● **Work request**:
Track down each line below containing the string "license" and copy it.

○ ○ ○ ○ ○

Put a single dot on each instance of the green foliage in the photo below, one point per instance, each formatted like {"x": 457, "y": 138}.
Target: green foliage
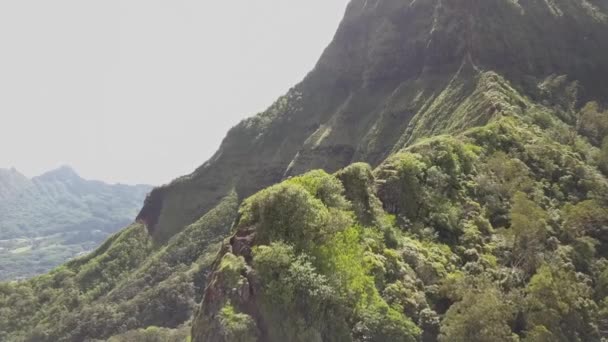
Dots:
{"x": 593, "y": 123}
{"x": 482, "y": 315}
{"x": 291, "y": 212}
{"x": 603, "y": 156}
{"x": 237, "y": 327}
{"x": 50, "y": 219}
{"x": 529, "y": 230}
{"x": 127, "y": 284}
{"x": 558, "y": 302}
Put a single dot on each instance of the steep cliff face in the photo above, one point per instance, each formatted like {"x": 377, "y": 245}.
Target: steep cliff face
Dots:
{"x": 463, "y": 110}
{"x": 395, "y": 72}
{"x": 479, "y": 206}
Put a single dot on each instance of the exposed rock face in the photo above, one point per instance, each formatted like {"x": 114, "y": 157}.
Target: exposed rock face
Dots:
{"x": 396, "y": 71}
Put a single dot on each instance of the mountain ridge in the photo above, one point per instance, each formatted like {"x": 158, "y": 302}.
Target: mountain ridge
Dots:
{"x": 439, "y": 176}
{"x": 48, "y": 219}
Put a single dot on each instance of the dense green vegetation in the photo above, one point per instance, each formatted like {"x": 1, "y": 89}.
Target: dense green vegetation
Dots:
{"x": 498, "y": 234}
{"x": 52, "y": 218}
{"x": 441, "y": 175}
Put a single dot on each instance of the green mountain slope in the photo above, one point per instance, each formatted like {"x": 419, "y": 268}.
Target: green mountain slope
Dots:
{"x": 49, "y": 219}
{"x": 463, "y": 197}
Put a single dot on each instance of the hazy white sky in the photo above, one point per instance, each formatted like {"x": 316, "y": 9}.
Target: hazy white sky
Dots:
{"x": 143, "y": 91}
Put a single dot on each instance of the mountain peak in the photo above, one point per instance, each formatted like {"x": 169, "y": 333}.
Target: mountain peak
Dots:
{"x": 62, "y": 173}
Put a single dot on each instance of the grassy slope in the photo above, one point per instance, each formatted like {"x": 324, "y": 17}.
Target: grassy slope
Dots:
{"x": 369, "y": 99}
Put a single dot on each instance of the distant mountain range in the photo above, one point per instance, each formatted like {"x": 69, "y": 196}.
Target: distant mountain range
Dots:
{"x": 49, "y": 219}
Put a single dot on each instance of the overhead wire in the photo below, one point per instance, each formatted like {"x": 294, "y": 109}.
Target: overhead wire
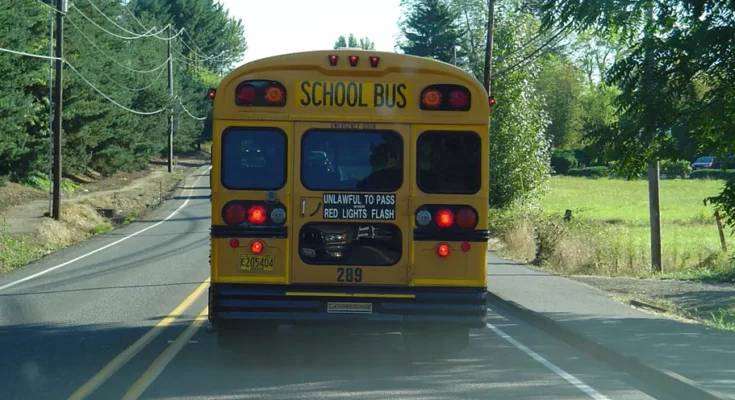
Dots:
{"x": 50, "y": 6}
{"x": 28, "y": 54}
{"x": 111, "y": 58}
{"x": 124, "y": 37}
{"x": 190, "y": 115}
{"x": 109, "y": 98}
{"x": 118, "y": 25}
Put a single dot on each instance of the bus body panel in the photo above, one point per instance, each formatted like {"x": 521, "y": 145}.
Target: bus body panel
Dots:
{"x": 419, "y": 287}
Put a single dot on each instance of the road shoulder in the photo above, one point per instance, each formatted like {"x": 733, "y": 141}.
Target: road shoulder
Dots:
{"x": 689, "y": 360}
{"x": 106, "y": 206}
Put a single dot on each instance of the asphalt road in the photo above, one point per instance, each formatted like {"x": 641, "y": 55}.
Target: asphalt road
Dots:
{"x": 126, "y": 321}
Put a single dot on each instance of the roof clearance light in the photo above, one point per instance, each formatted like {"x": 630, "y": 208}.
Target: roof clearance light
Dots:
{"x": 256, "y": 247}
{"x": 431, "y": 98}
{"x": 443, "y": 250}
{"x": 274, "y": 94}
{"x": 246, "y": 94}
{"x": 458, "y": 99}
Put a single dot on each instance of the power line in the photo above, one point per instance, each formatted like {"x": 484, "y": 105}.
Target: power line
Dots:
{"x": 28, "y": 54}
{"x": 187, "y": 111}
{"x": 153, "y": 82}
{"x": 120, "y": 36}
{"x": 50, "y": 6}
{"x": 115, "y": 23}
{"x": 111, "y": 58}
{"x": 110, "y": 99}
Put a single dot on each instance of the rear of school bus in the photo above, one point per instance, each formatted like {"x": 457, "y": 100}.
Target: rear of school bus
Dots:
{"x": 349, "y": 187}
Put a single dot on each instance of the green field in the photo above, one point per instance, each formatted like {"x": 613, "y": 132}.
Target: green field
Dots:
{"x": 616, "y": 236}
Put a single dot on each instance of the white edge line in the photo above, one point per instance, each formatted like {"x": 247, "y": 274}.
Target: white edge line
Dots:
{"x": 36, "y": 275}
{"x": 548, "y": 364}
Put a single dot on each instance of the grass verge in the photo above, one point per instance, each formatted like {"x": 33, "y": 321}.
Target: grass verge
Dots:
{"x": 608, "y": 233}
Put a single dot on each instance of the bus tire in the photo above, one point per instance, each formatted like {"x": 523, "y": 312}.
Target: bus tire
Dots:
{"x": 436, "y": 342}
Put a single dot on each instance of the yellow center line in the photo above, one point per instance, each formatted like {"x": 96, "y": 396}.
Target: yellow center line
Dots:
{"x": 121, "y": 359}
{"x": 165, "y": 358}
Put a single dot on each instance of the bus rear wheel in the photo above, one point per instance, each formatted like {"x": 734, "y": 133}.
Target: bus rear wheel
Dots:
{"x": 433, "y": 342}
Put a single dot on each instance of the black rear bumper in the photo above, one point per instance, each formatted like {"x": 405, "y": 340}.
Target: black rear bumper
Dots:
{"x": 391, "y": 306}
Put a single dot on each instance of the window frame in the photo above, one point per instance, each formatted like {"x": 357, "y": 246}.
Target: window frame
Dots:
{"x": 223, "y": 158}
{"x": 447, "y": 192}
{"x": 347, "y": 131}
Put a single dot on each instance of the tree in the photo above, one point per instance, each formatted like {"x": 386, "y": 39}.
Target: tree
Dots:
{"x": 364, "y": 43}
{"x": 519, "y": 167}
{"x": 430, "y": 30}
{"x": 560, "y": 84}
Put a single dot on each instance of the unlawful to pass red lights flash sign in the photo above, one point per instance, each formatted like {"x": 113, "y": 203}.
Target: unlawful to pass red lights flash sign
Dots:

○ ○ ○ ○ ○

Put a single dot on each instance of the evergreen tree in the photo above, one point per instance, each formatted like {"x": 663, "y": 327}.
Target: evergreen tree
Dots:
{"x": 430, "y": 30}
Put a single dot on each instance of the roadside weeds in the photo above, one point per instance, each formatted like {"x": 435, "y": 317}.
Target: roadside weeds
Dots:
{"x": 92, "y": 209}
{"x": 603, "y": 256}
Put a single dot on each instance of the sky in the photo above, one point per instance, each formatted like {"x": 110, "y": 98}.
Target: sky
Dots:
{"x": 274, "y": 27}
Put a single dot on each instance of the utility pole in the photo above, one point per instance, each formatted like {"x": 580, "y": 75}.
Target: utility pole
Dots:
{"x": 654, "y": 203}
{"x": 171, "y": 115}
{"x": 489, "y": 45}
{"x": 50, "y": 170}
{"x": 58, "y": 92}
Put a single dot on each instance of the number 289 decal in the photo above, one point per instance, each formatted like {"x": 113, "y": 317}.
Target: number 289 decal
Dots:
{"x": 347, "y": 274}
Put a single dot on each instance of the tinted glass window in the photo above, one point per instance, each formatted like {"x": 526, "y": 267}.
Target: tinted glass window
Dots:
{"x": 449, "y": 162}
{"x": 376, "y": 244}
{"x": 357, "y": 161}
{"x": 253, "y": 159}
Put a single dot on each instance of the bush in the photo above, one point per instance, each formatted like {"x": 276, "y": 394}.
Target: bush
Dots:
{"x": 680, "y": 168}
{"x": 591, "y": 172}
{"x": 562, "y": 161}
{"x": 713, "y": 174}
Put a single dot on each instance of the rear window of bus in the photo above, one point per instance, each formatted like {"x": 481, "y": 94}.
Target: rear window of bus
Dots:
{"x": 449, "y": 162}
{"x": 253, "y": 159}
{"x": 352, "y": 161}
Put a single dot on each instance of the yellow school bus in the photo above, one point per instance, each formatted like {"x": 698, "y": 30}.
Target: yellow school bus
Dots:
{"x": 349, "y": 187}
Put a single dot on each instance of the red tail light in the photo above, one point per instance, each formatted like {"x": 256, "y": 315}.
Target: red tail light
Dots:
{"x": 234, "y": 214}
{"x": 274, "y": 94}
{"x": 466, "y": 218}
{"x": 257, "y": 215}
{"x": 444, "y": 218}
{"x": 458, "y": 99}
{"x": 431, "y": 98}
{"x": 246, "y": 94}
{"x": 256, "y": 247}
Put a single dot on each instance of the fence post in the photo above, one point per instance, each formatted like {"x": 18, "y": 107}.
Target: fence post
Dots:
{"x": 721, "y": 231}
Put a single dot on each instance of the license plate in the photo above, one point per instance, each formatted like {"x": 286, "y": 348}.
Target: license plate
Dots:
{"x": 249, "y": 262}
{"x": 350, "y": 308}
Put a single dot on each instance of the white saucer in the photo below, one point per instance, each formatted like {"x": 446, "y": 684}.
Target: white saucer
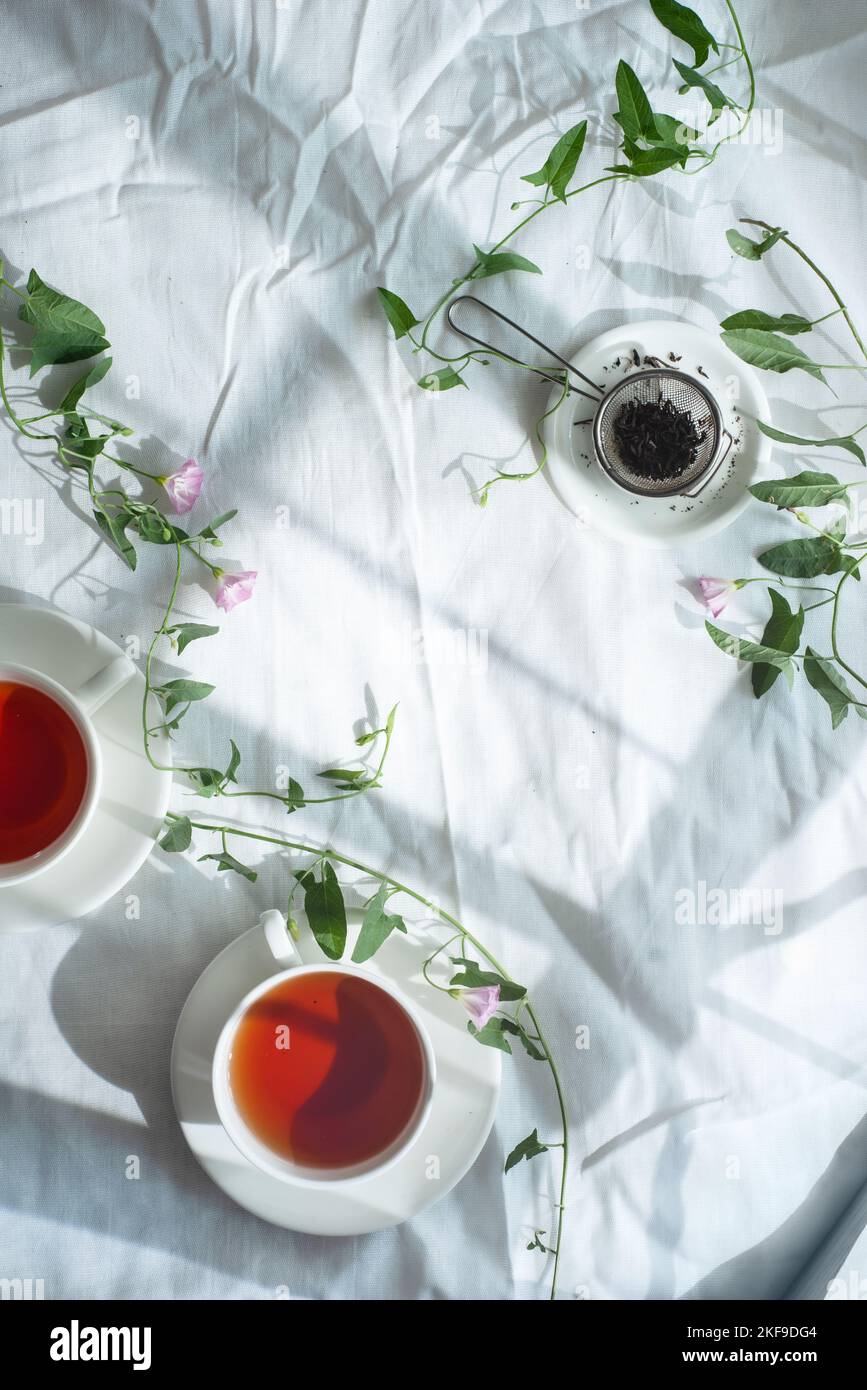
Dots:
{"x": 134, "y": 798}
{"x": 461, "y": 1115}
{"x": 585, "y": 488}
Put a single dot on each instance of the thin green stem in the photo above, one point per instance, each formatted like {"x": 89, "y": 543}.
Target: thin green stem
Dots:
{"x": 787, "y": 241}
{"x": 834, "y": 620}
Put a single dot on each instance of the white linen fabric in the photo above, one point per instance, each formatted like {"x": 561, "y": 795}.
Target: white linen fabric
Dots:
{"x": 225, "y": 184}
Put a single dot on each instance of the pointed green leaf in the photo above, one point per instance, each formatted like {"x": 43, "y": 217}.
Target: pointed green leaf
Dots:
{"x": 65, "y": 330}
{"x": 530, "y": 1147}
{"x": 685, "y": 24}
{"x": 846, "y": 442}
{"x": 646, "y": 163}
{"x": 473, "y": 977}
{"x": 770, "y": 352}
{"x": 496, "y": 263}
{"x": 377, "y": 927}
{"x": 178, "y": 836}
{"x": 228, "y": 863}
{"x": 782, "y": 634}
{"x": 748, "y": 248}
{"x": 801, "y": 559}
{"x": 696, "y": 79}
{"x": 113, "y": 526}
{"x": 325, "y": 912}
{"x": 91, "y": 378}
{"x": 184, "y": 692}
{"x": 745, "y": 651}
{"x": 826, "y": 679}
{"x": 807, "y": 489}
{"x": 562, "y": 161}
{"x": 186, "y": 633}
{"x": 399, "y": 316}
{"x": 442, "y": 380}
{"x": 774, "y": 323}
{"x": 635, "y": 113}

○ ○ ○ ○ ○

● **Response area**:
Put a single dot on each instance of the license plate in the photo above, one point per instance, each formatted like {"x": 286, "y": 348}.
Target: license plate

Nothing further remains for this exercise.